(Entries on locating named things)
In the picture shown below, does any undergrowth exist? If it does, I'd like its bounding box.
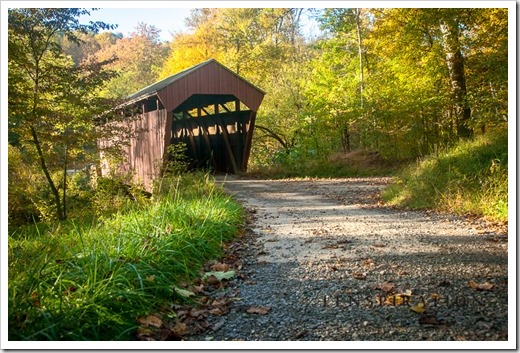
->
[383,131,508,222]
[248,150,399,179]
[8,172,243,340]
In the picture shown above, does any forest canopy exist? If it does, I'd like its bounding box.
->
[9,8,509,218]
[54,8,508,164]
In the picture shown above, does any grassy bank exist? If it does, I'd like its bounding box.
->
[248,150,399,179]
[383,131,508,222]
[8,177,243,340]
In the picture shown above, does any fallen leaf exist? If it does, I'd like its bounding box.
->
[246,306,271,315]
[192,284,204,294]
[137,315,163,328]
[190,310,207,319]
[137,327,155,341]
[173,287,195,298]
[419,314,441,325]
[211,299,229,306]
[379,282,395,293]
[352,272,367,279]
[171,322,188,336]
[204,275,220,284]
[202,271,235,281]
[211,320,224,332]
[410,303,426,314]
[468,281,495,291]
[211,262,230,272]
[383,294,404,306]
[363,259,375,267]
[438,280,451,287]
[199,297,209,304]
[209,308,224,316]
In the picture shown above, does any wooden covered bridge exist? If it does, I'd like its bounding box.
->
[100,59,265,190]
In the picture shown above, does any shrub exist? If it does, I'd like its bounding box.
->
[383,131,508,221]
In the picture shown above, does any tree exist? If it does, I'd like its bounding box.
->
[8,8,117,220]
[439,9,473,137]
[96,23,168,98]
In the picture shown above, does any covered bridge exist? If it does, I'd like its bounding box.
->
[100,59,265,190]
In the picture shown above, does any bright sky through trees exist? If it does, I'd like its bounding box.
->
[80,8,319,41]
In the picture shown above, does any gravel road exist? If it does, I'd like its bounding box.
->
[189,177,508,341]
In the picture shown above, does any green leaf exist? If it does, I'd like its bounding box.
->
[202,271,235,281]
[173,287,195,298]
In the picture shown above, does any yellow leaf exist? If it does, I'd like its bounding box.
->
[410,303,426,314]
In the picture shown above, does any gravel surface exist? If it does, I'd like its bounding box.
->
[187,177,508,341]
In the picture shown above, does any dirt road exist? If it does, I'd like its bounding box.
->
[192,178,508,341]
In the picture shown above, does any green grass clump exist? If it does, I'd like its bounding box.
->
[8,176,243,340]
[248,150,397,179]
[383,131,508,222]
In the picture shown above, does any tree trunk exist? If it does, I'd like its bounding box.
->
[440,20,473,137]
[354,9,365,109]
[30,126,66,221]
[62,146,68,219]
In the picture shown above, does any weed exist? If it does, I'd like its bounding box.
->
[8,175,243,340]
[383,131,508,221]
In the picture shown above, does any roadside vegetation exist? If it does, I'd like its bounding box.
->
[6,8,510,340]
[8,175,243,340]
[383,130,508,222]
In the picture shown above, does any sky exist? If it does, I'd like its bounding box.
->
[81,8,191,41]
[80,7,319,41]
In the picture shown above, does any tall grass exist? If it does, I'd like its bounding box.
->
[383,131,508,222]
[248,150,399,179]
[8,176,243,340]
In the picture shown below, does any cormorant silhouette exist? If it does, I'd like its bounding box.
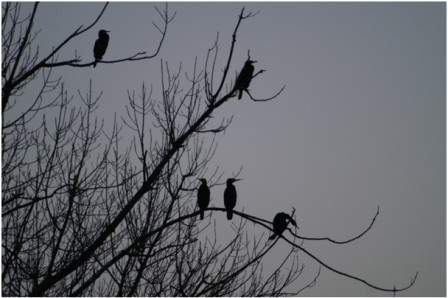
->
[224,178,241,220]
[93,30,109,67]
[235,59,257,99]
[269,212,297,240]
[198,179,210,219]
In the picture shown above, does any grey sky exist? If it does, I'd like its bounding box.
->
[19,2,446,296]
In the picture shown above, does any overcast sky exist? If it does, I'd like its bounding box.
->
[15,2,446,296]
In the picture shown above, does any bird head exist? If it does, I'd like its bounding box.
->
[98,30,109,37]
[227,178,243,184]
[245,59,258,65]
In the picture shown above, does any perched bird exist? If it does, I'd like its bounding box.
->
[235,59,257,99]
[224,178,241,220]
[198,179,210,219]
[93,30,109,67]
[269,212,297,240]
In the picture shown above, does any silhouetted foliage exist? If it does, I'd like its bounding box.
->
[2,2,415,296]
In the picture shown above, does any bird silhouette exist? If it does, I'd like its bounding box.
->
[235,59,257,99]
[269,212,297,240]
[224,178,241,220]
[93,30,109,67]
[198,179,210,219]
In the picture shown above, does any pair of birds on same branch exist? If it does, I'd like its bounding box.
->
[93,30,257,99]
[198,178,297,240]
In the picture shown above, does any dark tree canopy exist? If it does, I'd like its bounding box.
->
[2,2,416,296]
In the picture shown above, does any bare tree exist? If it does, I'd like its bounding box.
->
[2,2,415,296]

WHAT TO DO: Copy the lines of the records word for word, starting at the line that contains "In the picture shown above, does any overcast" and ending at the line that contains "[198,178,297,240]", with both of those lines included.

TASK ANSWER:
In the picture shown above, does any overcast sky exist? If it does, I'd like its bounding box.
->
[15,2,446,296]
In the picture shown above, does any bird head exist? If it does, I'd like its bounding box.
->
[98,30,109,37]
[227,178,243,184]
[245,59,258,65]
In the picture shown above, does any perched bird exist? If it does, I'd like its bounding box.
->
[235,59,257,99]
[224,178,241,220]
[198,179,210,219]
[93,30,109,67]
[269,212,297,240]
In the picture shown above, does any silhouetted foliage exist? If it does, I'd like its bounding box.
->
[2,2,415,296]
In the picture shown above, does any bird silhouette exist? If it does, I'd like its bounding box.
->
[235,59,257,99]
[269,212,297,240]
[224,178,241,220]
[93,30,109,67]
[198,179,210,219]
In the picture shown above, does any pair of birds on same branch exist? If it does, I'd like its bounding box.
->
[93,30,257,99]
[198,178,297,240]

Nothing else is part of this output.